[Text passage — start]

The week in higher education – 17 March 2022

The good, the bad and the offbeat: the academy through the lens of the world’s media

March 17, 2022
Cartoon 17 March 2022
Source: Nick Newman

Could you tell one fancy-dress cheerleader from another on a darkened street late at night? Former Bucks New University lecturer Maria Konstantaki was convinced that two of a supposedly drunken squad spotted parading down her road were her own students. She set about administering her own form of retribution for the disturbance by failing them on a paper they had taken. But it backfired when she was dismissed for gross misconduct, and she has now lost her case for unfair dismissal, The Times reported. A hearing was told that Dr Konstantaki accused the students of banging on the window of her sister’s house – in the same street – but had “little evidence” other than one of them being called by a “not uncommon” first name. No one could be identified as they were seen 100m away, in poor lighting, and all dressed the same. Despite this, Dr Konstantaki rebuked the pair via email and refused to give feedback on an assignment.


The diversity of all life on Earth was born of errors in copying and pasting – ie, genetic mutations – that introduce the variety that allows organisms to adapt and evolution to proceed. Terry Magnuson, vice-chancellor for research at the University of North Carolina at Chapel Hill, recently found himself facing the sharp end of a similar process after copying online text into a federal grant application. Predation and other pressures prevent negative mutations being passed on to the next generation, and in this case, federal investigators said his application included four instances of “intentionally, knowingly, or recklessly plagiarising text” from published material. The trunk of life’s tree grows on, even after great boughs fall, and writing to the UNC community two days after the investigation was publicly revealed, Professor Magnuson claimed that the copying had been inadvertent, but he acknowledged that his resignation was “in the best interest of the university”.

[Text passage — finish]
[Stored data — start]

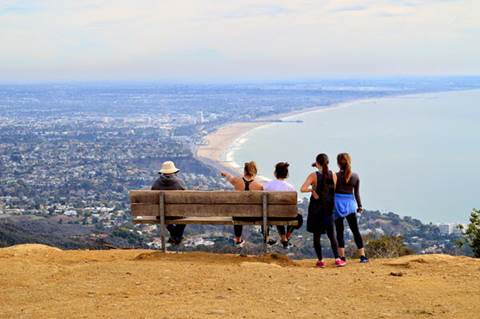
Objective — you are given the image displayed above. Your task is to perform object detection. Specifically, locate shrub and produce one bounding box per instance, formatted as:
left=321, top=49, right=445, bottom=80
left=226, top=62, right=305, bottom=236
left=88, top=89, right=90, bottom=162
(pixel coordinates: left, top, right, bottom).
left=464, top=209, right=480, bottom=258
left=365, top=235, right=413, bottom=258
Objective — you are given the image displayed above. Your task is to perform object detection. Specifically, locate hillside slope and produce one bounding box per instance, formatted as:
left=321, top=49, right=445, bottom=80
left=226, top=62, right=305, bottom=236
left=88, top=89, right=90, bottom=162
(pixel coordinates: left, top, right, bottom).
left=0, top=245, right=480, bottom=318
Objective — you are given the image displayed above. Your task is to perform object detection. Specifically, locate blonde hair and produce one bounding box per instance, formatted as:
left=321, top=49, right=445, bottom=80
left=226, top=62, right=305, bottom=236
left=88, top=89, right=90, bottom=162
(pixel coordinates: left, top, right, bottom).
left=243, top=161, right=257, bottom=177
left=337, top=153, right=352, bottom=183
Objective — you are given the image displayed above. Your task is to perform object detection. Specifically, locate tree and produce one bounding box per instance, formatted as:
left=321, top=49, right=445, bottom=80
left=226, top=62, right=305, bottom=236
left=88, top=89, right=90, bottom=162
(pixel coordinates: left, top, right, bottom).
left=464, top=209, right=480, bottom=258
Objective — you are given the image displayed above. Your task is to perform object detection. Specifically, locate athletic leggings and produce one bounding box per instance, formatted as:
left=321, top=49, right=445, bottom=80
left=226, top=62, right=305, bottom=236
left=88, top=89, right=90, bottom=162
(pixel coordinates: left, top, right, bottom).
left=313, top=225, right=338, bottom=260
left=335, top=214, right=363, bottom=249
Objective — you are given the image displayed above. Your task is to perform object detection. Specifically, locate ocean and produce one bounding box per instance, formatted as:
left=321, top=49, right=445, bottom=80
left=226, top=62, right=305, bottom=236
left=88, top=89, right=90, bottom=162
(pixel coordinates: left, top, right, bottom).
left=229, top=90, right=480, bottom=223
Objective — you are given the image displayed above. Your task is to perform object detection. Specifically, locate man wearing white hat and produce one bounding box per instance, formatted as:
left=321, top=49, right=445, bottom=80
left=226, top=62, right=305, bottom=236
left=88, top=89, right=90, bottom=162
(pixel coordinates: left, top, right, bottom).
left=152, top=161, right=186, bottom=245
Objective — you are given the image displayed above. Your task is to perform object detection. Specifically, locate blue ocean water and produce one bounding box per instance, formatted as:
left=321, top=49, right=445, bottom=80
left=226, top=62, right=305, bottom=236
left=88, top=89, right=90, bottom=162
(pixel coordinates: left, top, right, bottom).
left=230, top=90, right=480, bottom=223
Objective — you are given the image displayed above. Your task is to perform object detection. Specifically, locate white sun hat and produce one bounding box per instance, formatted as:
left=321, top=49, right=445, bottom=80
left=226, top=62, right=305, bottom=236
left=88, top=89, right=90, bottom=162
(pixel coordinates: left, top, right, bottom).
left=159, top=161, right=180, bottom=174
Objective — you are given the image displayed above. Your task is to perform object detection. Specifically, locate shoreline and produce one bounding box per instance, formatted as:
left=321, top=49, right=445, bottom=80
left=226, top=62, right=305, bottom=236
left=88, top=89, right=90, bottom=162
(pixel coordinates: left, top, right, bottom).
left=195, top=95, right=382, bottom=178
left=195, top=88, right=478, bottom=182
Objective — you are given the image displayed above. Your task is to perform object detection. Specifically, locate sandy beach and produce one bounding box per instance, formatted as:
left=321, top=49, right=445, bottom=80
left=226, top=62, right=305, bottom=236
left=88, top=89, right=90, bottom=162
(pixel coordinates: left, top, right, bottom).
left=197, top=122, right=266, bottom=174
left=196, top=99, right=372, bottom=179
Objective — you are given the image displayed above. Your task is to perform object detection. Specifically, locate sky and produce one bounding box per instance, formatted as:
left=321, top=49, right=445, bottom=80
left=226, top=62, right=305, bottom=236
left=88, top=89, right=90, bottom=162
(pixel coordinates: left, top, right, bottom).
left=0, top=0, right=480, bottom=81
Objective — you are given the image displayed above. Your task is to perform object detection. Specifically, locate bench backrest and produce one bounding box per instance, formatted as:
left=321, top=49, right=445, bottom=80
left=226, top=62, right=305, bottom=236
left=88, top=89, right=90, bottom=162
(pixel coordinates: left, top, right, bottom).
left=129, top=190, right=298, bottom=217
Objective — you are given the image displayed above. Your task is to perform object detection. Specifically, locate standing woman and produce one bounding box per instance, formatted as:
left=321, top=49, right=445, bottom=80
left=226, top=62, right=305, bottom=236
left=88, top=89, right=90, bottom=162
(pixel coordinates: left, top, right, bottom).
left=220, top=161, right=263, bottom=247
left=300, top=154, right=346, bottom=268
left=334, top=153, right=368, bottom=263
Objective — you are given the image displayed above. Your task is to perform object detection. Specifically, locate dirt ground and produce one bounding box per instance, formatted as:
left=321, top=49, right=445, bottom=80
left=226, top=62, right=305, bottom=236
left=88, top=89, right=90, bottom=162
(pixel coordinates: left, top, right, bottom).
left=0, top=245, right=480, bottom=319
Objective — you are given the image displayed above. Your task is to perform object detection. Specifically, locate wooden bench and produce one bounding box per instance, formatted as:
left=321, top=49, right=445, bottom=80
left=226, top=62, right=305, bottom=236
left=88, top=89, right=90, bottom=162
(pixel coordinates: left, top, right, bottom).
left=129, top=190, right=298, bottom=251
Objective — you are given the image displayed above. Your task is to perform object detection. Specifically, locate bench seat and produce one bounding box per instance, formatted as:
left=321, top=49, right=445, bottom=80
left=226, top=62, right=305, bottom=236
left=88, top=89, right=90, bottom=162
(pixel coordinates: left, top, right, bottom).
left=129, top=190, right=298, bottom=251
left=133, top=216, right=298, bottom=226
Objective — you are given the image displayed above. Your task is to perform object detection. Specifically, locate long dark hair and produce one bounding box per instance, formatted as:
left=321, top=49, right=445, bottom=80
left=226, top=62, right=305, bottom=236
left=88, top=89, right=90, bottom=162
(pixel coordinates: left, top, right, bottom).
left=243, top=161, right=257, bottom=177
left=337, top=153, right=352, bottom=183
left=315, top=153, right=329, bottom=179
left=274, top=162, right=290, bottom=179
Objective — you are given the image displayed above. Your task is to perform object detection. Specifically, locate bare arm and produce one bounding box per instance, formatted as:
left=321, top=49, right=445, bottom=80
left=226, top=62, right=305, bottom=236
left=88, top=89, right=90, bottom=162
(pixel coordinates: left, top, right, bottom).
left=353, top=178, right=363, bottom=213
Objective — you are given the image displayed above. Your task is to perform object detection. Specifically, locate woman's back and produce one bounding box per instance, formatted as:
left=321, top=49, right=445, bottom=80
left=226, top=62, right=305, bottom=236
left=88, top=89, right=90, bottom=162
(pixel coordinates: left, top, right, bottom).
left=313, top=171, right=335, bottom=205
left=335, top=171, right=362, bottom=207
left=231, top=177, right=263, bottom=191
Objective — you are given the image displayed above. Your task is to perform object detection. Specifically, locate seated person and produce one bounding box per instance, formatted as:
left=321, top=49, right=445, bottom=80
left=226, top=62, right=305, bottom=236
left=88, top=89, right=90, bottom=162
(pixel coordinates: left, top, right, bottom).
left=220, top=161, right=263, bottom=247
left=152, top=161, right=186, bottom=245
left=263, top=162, right=303, bottom=248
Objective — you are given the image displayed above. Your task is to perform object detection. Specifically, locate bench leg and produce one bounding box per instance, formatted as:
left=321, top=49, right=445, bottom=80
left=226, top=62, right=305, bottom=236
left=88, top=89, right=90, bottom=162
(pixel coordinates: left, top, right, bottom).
left=262, top=193, right=268, bottom=254
left=159, top=193, right=167, bottom=253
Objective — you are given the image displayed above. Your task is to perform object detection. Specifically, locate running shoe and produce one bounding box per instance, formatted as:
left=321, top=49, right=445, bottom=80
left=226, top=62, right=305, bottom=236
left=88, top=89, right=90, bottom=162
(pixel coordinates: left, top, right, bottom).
left=360, top=256, right=368, bottom=264
left=335, top=258, right=347, bottom=267
left=267, top=238, right=277, bottom=246
left=233, top=239, right=245, bottom=247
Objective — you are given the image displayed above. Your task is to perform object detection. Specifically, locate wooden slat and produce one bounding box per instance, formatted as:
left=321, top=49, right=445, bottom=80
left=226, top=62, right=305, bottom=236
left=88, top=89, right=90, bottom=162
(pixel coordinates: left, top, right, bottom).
left=131, top=204, right=298, bottom=217
left=133, top=216, right=298, bottom=226
left=129, top=190, right=297, bottom=205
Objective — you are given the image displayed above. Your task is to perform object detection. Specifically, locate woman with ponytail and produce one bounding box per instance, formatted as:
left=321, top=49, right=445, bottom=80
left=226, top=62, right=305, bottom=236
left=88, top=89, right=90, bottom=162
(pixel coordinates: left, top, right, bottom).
left=301, top=154, right=345, bottom=268
left=334, top=153, right=368, bottom=263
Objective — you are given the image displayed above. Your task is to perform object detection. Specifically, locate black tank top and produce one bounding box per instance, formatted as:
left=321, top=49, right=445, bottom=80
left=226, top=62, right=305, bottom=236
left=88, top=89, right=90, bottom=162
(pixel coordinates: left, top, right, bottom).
left=242, top=177, right=253, bottom=191
left=315, top=171, right=335, bottom=204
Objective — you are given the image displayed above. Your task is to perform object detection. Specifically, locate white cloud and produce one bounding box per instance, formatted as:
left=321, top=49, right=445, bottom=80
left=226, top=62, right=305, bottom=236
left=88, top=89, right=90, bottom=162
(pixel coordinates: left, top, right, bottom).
left=0, top=0, right=480, bottom=80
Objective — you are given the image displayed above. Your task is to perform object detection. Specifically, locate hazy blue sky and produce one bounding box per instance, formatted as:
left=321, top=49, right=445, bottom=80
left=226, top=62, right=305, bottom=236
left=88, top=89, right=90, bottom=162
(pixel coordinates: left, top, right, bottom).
left=0, top=0, right=480, bottom=81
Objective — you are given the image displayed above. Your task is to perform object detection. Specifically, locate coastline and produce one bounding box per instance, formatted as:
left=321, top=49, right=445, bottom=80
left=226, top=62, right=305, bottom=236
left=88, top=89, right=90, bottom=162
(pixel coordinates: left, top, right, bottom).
left=195, top=89, right=478, bottom=182
left=195, top=95, right=378, bottom=181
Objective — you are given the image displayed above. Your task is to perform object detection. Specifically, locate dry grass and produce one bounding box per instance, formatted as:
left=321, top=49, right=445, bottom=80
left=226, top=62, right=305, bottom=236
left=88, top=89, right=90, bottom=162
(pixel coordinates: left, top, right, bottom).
left=0, top=245, right=480, bottom=319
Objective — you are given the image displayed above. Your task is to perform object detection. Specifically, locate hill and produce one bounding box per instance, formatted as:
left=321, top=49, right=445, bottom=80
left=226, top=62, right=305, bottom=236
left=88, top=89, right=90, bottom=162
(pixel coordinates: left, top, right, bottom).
left=0, top=244, right=480, bottom=318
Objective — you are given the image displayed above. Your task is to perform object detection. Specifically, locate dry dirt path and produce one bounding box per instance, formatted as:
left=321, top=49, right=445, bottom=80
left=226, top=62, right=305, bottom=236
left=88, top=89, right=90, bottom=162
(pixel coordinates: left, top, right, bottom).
left=0, top=245, right=480, bottom=319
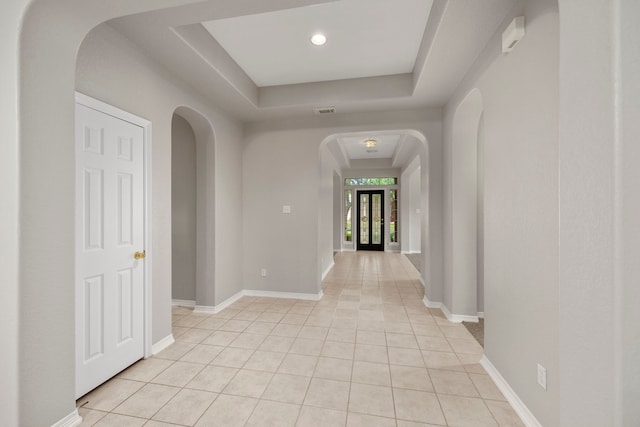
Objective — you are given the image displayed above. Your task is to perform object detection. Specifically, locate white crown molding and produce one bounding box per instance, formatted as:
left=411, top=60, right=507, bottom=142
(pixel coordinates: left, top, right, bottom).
left=51, top=409, right=82, bottom=427
left=480, top=355, right=542, bottom=427
left=151, top=334, right=176, bottom=356
left=171, top=299, right=196, bottom=308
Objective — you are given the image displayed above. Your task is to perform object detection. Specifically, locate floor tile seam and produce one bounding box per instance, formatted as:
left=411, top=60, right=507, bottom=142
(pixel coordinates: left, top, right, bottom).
left=111, top=382, right=186, bottom=424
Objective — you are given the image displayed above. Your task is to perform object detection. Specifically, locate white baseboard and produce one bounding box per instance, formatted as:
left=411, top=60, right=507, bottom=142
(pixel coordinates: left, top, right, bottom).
left=151, top=334, right=176, bottom=356
left=51, top=409, right=82, bottom=427
left=440, top=304, right=478, bottom=323
left=171, top=299, right=196, bottom=308
left=244, top=290, right=324, bottom=301
left=193, top=305, right=220, bottom=314
left=422, top=295, right=478, bottom=323
left=322, top=260, right=336, bottom=280
left=480, top=355, right=542, bottom=427
left=193, top=289, right=324, bottom=314
left=420, top=294, right=442, bottom=309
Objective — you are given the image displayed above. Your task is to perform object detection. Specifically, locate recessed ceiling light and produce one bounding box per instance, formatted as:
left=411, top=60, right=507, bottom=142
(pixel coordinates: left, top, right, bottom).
left=311, top=33, right=327, bottom=46
left=363, top=139, right=378, bottom=148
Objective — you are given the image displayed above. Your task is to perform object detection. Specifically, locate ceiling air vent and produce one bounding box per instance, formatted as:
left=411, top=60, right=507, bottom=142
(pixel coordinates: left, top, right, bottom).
left=313, top=107, right=336, bottom=115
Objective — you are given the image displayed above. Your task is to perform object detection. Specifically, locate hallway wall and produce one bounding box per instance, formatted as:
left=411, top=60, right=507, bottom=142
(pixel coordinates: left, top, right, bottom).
left=242, top=110, right=441, bottom=300
left=444, top=0, right=559, bottom=427
left=76, top=24, right=242, bottom=342
left=171, top=114, right=196, bottom=301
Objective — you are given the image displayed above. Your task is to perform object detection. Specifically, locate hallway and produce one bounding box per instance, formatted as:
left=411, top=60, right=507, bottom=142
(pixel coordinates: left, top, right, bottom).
left=77, top=252, right=522, bottom=427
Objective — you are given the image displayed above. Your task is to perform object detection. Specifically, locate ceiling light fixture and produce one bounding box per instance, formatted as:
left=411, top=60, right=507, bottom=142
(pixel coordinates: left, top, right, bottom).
left=363, top=139, right=378, bottom=148
left=310, top=33, right=327, bottom=46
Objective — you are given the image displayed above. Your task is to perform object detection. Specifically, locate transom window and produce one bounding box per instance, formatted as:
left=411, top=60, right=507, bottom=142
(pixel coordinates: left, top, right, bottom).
left=344, top=178, right=398, bottom=186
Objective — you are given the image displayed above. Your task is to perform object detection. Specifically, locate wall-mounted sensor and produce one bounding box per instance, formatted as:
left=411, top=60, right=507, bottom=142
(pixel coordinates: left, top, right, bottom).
left=502, top=16, right=524, bottom=53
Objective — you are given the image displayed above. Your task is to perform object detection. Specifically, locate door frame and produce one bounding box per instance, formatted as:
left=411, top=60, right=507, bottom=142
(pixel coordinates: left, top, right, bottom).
left=352, top=188, right=387, bottom=252
left=74, top=91, right=153, bottom=364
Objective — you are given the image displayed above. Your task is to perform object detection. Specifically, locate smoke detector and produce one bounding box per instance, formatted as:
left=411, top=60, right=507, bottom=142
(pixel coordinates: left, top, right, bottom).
left=313, top=107, right=336, bottom=115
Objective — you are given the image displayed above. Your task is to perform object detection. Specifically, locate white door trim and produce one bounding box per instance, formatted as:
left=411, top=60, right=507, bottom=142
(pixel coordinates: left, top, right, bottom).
left=75, top=92, right=153, bottom=359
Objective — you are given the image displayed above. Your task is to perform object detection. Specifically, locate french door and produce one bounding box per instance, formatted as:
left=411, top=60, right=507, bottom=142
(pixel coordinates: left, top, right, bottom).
left=357, top=190, right=384, bottom=251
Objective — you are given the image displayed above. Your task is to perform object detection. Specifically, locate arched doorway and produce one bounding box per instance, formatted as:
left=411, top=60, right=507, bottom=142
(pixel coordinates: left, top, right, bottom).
left=444, top=89, right=483, bottom=321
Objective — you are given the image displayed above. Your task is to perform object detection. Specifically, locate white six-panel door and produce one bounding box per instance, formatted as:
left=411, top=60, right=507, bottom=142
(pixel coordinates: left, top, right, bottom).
left=76, top=104, right=145, bottom=397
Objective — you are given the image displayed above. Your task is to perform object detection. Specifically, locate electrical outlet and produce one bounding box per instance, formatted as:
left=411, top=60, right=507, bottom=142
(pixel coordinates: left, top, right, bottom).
left=538, top=363, right=547, bottom=390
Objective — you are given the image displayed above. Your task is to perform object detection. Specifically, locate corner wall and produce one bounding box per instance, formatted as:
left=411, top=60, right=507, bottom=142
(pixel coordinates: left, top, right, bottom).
left=444, top=0, right=559, bottom=427
left=76, top=24, right=242, bottom=342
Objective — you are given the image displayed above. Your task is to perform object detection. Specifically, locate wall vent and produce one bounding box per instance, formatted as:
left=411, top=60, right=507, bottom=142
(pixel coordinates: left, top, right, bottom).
left=313, top=107, right=336, bottom=115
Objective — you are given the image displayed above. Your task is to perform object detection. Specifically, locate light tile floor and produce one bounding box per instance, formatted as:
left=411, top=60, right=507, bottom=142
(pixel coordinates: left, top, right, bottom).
left=77, top=252, right=523, bottom=427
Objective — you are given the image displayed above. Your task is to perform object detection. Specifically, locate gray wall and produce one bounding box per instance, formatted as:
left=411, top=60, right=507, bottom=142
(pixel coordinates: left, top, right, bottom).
left=0, top=0, right=640, bottom=427
left=0, top=0, right=26, bottom=426
left=76, top=21, right=242, bottom=336
left=242, top=110, right=441, bottom=300
left=558, top=0, right=640, bottom=427
left=171, top=114, right=196, bottom=302
left=412, top=167, right=422, bottom=252
left=333, top=171, right=344, bottom=251
left=445, top=0, right=559, bottom=426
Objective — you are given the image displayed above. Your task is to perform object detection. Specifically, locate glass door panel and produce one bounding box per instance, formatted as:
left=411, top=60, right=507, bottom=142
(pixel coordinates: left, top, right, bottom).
left=359, top=193, right=371, bottom=245
left=357, top=190, right=384, bottom=251
left=371, top=194, right=382, bottom=245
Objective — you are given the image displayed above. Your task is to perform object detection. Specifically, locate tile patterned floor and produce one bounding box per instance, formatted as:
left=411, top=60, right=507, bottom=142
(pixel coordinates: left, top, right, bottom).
left=77, top=252, right=523, bottom=427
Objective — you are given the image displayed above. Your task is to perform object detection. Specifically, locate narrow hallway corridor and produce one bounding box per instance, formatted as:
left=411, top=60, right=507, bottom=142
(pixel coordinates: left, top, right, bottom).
left=77, top=252, right=523, bottom=427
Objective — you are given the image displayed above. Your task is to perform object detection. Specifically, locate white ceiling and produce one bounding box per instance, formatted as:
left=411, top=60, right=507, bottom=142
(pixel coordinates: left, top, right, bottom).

[Stored data — finish]

→ **Questions**
[A] In the higher education roundup, how many instances of plagiarized text did federal investigators find in Terry Magnuson's grant application?
[B] Go on with the higher education roundup from the point where it stops.

→ **Task-by-task answers**
[A] Four.

[B]
The University of Melbourne been blacklisted by one of Australia’s top sources of medical fellowship funding after awarding honorary doctorates to six white men. The university could not satisfactorily explain to Snow Medical why it had failed to award an honorary doctorate to a woman or a non-white person for the past three years, the family-owned foundation said. Melbourne is now out of the programme, which had allocated A$16 million (£8.9 million) to two of its researchers last year, until it “has demonstrated better outcomes”. “We would have preferred not to have taken this step, but now is the time for action – not just talk,” Snow Medical said. The funder, which is run by an all-white advisory committee, said the university’s existing Snow Fellowships would be honoured. The university, for its part, said it intended to bestow honorary doctorates on three women and an indigenous man in February, but that they had been unable to attend the ceremony and so would be honoured later.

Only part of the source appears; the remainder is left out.